- **Task description**: Exactly and only the lines from the one with "--coords pixels" through the last line of the records need to be set down; please skip the pictures.

[Records from a data source]
_ _ _

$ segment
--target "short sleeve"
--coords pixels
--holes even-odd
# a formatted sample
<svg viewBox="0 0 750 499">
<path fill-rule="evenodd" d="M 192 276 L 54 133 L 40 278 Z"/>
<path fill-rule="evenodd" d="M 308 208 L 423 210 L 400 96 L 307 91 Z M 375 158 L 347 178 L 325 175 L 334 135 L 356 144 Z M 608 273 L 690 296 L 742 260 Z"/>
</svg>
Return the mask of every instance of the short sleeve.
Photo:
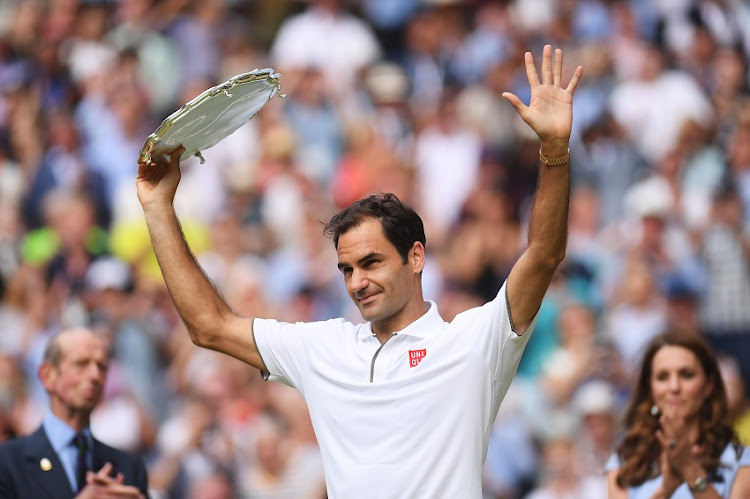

_ _ _

- **Expected output**:
--coords pixels
--holes even-odd
# a formatted sample
<svg viewBox="0 0 750 499">
<path fill-rule="evenodd" d="M 192 276 L 54 133 L 40 278 Z"/>
<path fill-rule="evenodd" d="M 308 208 L 423 210 L 400 96 L 307 91 Z M 375 158 L 347 178 L 325 175 L 334 135 L 356 144 Z M 608 273 L 690 296 L 742 260 Z"/>
</svg>
Return the mask of every instance of the short sleeve.
Photo:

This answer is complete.